What you will do:
(a) In the news report on Sam Altman's remarks in India, which Chinese firm built a foundational model at a fraction of the cost?
(b) Proceed with the news report on Sam Altman's remarks in India, picking up right after its final sentence.

In a brief onstage conversation with IT Minister Ashwini Vaishnaw, OpenAI CEO Sam Altman said that his remarks in 2022 that it was “hopeless” for Indian firms to compete with the United States on building a foundational Artificial Intelligence model were “taken out of context”. Those remarks have been in focus since the Chinese firm DeepSeek managed to build a foundational model at par with OpenAI and other leading firms’ AI models at a fraction of the cost. OpenAI was “really excited to do a lot more together” in India, Mr. Altman said.
Mr. Altman cited so-called small language models, which are less expensive to build, and also acknowledged the decreases in cost that training AI models had undergone. “It’s still expensive to train” advanced AI models, Mr. Altman conceded, adding that “to stay at the frontier, costs will rise on an exponential curve, but also the returns to increase in intelligence are exponential in terms of the economic value, the scientific value that you can create.”

Collected data:
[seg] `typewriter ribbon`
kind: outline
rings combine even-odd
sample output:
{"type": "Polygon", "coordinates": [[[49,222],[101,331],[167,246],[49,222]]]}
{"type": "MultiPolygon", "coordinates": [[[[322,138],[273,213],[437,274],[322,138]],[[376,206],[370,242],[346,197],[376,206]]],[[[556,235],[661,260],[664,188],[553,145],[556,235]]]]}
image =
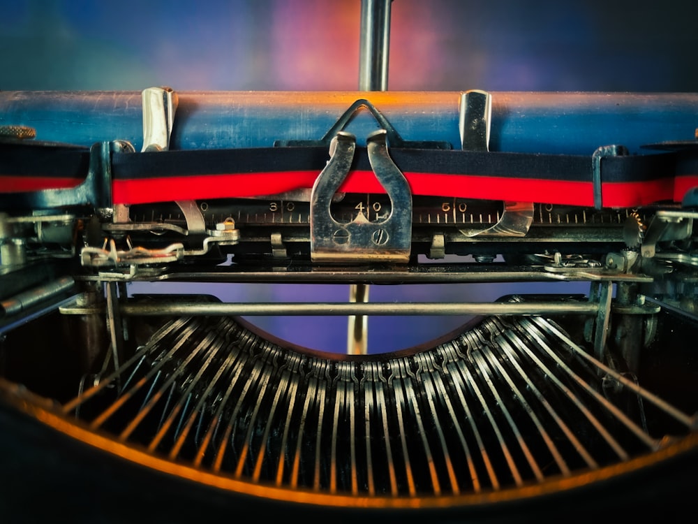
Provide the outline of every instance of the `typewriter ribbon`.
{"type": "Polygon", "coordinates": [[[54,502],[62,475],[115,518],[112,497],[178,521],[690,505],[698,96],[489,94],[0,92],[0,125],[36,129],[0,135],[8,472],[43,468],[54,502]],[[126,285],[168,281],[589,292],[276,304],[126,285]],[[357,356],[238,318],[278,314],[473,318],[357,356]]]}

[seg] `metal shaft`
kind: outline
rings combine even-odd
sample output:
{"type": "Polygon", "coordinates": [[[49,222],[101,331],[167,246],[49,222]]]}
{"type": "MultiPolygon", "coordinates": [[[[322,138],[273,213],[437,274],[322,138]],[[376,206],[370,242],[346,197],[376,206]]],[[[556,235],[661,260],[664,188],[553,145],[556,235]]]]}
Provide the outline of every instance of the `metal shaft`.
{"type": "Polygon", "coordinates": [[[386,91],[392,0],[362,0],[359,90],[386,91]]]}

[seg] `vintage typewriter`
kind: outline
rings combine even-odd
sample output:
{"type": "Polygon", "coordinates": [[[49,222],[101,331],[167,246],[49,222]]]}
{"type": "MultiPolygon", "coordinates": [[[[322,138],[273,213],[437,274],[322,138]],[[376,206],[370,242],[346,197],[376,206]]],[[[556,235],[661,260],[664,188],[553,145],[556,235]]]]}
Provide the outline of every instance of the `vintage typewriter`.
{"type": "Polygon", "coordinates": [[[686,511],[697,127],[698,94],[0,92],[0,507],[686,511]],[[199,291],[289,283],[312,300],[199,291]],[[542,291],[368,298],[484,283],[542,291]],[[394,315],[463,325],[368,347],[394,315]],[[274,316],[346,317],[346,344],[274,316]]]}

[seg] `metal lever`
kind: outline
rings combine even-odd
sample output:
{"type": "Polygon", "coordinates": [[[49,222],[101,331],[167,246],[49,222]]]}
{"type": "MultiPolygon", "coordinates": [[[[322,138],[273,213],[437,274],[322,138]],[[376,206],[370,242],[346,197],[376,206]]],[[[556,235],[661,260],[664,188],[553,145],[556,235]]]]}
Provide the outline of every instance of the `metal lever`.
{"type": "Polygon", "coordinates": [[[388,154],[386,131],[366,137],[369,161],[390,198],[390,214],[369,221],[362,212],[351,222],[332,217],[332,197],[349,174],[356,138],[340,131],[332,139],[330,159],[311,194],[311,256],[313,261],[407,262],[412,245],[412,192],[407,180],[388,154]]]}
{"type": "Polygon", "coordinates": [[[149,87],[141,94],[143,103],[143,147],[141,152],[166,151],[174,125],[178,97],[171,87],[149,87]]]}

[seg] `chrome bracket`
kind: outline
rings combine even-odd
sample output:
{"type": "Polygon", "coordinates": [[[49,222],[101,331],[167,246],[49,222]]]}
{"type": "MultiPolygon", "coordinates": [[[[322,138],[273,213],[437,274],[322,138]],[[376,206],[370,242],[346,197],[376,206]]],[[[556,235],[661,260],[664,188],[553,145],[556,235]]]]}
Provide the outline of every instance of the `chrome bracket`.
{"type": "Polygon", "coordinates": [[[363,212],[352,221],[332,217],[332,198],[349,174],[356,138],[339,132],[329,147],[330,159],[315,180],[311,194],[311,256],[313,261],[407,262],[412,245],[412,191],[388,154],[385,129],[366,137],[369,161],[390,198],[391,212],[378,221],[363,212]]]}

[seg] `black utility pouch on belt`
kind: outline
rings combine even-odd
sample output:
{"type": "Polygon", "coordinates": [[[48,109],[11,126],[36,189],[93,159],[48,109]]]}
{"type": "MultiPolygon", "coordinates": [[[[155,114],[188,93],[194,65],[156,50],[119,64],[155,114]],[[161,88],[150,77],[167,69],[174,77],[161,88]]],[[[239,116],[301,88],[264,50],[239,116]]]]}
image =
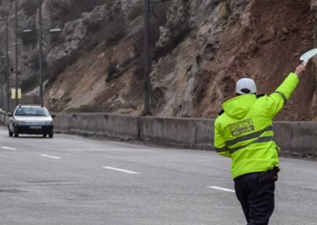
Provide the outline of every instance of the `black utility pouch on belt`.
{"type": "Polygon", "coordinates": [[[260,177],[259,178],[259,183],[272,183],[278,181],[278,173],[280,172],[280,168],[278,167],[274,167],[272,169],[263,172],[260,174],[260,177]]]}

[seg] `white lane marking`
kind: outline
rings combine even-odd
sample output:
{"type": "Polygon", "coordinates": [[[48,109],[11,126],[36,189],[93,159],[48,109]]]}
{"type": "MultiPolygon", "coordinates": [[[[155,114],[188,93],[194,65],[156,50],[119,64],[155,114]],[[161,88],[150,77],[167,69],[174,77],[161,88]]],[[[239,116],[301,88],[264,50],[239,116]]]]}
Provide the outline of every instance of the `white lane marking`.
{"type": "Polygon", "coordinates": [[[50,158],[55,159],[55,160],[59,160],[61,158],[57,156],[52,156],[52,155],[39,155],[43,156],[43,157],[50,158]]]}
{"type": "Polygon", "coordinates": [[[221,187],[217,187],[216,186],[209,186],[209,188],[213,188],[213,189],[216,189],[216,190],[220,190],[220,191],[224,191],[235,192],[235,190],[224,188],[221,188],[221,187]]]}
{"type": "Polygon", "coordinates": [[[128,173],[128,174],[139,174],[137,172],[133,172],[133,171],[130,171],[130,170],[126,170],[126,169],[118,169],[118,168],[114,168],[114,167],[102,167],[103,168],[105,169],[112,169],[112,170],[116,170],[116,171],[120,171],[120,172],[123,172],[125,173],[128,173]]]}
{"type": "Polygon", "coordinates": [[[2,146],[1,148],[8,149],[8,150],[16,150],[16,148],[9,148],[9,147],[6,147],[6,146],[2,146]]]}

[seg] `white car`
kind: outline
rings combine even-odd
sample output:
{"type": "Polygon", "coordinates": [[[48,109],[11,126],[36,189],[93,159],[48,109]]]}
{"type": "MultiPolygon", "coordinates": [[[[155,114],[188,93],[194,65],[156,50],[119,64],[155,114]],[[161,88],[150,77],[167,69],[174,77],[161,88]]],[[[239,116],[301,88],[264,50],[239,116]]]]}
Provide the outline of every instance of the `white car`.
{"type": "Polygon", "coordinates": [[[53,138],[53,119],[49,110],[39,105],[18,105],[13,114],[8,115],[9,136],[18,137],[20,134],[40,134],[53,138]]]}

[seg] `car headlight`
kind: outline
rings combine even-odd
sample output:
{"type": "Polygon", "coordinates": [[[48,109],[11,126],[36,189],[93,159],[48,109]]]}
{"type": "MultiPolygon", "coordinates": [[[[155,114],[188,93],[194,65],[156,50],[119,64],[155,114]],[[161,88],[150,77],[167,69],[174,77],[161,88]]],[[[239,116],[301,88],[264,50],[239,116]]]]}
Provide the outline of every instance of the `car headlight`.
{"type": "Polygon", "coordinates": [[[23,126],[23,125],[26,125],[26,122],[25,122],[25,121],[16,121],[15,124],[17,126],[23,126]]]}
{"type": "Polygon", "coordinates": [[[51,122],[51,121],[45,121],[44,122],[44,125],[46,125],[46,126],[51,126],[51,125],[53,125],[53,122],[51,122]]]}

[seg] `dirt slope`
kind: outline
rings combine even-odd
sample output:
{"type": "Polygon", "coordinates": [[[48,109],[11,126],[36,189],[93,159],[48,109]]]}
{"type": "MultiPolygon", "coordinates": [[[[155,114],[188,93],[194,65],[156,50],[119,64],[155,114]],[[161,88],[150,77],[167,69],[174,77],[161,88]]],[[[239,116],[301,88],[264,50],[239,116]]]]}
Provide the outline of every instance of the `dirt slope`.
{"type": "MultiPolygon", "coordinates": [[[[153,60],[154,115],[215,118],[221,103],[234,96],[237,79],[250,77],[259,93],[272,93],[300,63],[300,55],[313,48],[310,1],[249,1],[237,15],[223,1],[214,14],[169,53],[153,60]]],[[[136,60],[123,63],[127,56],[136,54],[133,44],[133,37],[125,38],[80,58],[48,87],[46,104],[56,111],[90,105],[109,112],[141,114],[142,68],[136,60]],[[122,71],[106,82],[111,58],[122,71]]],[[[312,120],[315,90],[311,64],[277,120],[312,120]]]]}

Replies:
(a) DeepSeek

(b)
The cost of one “unit of intelligence,” Mr. Altman said, is falling tenfold annually. “Our young entrepreneurs and our startups are really, really focused on getting that next level of [cost reduction],” Mr. Vaishnaw said, citing the Chandrayaan Mission’s low cost. “Of course, we are creating certain very good data sets which will be used for training the models in an Indian context in terms of language and the cultural and regional nuances within the country,” Mr. Vaishnaw said.
Mr. Altman also spoke of the firm’s new deep research model, and hoped to make a lot of intellectually taxing work far more efficient, especially in research fields. “If you are a scientist trying to cure some disease, deep research is surely not going to cure that disease on its own,” Mr. Altman said. “But if you can farm out the tasks that took you a lot of time but were lower value” like literature reviews or equipment ordering instructions, “maybe you can be twice as efficient.”